Excerpt provided:
>>>

BHENJI RA – THE WETNESS
Concept/choreography: Bhenji Ra
Performers: Angel-Ho, Bhenji Ra
Sound Design: Angel-Ho
Costume Design: Matthew Stegh
She’s slippery, she’s fish, she’s hard to catch and she’s meant to be.  She’ll slip through your fingers, no matter how big and wide they are, lost from your sight she’s saying, “you can’t have me”.
Queerness, transness, intersections of cultural identities die once comprehended. Fixed by a mass hetero global gaze, the essence of these identities is often at risk of erasure when subjected to a logic that seeks to finalise their form. Our bodies, embedded with the traces of history and cultural narrative, perform a queer act of rematerialising, remixing, resisting. Resisting who? Resisting you.
BRANCH NEBULA – STOP-GO
Concept/choreography: Lee Wilson and Mirabelle Wouters (Branch Nebula)
Collaborating Artists: Phil Downing, John Bayliss
Stop-Go opens Branch Nebula’s choreographic toolkit for public inspection and use. Any performance is, in essence, just one thing after another and the order in which these things happen is infinitely malleable. Artists have some expertise in choosing the things and assembling the sequence, and audiences have a right to expect this expertise to be on display when attending the theatre. Stop-Go respects this implicit contract and provides the audience with everything they need to create a satisfying night, including: tension and resolution; high stakes; complex movement, and engaging personas(?). And while the human will be foregrounded throughout the performance, there will also be technologies never before seen on stage.
NANA BILUŠ ABAFFY – POST REALITY VISION
Concept/choreography: Nana Biluš Abaffy
Performers: Milo Love, Geoffrey Watson
I want to know what my body is looking for when it dances. I’m interested in the visionary body, and the body as a vision. Of all the plethora of images and artefacts that we have created and consumed – to place in front of all of this the body – it’s so bare, it’s confusing. The confrontation of the body vs all the un-reality we’ve built – it is a disruptive reminder that the body is still here.
Why is it that we need the body now, in this era of post truth? It is as though its appearance here now is some kind of proof. The presentation of the body as evidence that reality still exists. The body is a totality. A multiplicity in unity. We think the body knows how the future will unfold. And is able to communicate more precisely than language. We work from the premise that the body is an entire hypercomplex universe, and that its thoughts are capable of envisioning massive alterities. We are looking for a vision.

<<<

Records in a dataset:
>>>

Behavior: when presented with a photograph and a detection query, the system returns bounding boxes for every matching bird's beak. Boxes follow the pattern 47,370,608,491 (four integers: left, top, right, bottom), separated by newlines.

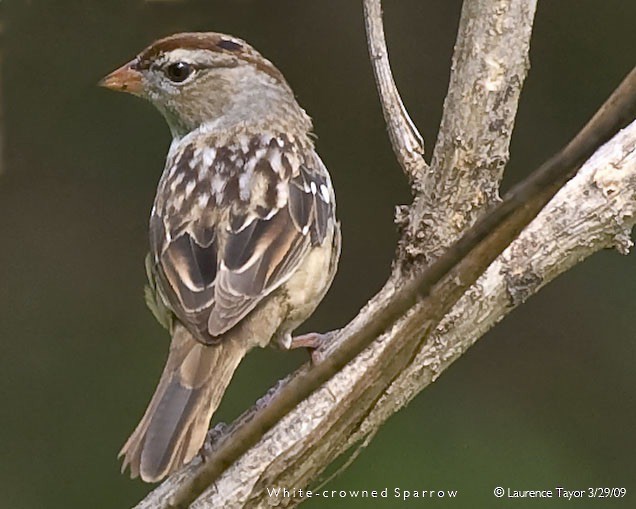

98,60,143,95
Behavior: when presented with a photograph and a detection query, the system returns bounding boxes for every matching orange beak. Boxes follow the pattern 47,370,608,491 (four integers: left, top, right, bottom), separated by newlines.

98,60,143,95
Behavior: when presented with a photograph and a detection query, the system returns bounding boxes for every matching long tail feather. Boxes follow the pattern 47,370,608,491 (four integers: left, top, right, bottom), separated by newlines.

119,326,246,482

<<<

Objective A:
Can you reproduce, word for word, the lines of the listing starting at the line that contains "every matching orange" and ending at the end of the listing?
Objective B:
Can you continue the dance performance notes, picking up right after their final sentence?

Answer A:
Behavior: when presented with a photograph and a detection query, the system returns bounding boxes for every matching orange beak. Boxes follow the pattern 47,370,608,491 (four integers: left, top, right, bottom), separated by newlines.

98,60,143,95
Behavior: when presented with a photograph and a detection query, the system returns bounding boxes for every matching long tail feather. Boxes follow the pattern 47,370,608,491 (four integers: left, top, right, bottom), separated by newlines.

119,326,246,482

Answer B:
 

2018 Keir Choreographic Award Commissioned Artists (L-R): Amrita Hepi, Bhenji Ra, Branch Nebula, Lilian Steiner, Luke George, Melanie Lane, Nana Bilus Abaffy and Prue Lang

 
AMRITA HEPI – A CALTEX SPECTRUM
Concept/choreography: Amrita Hepi
Performers: Jahra Rager, Tyrone Robinson, Sarah Vai
Set Design: Alice Joel
Music: Daniel Von Jenatsch, Sarah Scott
Is it possible to transcend class through movement, or do society’s inscriptions remain firmly imprinted on the body?
Three performers conduct an embodied exploration of cultural corporeality, navigating a complex entanglement of the theatre’s social function, a motorbike and it’s ensuing somatic assumptions. They have you surrounded. Dualities intersect, as codes switch ‘n cruise the oily spectres of colonialism: the civil versus the savage, loneliness, joy, survival and the fantasia that surrounds colour and the body. Through sound, monologue, and all-consuming physical presence, performers blaze through dances of social mobility over time. A Caltex Spectrum unravels your material multiplicities.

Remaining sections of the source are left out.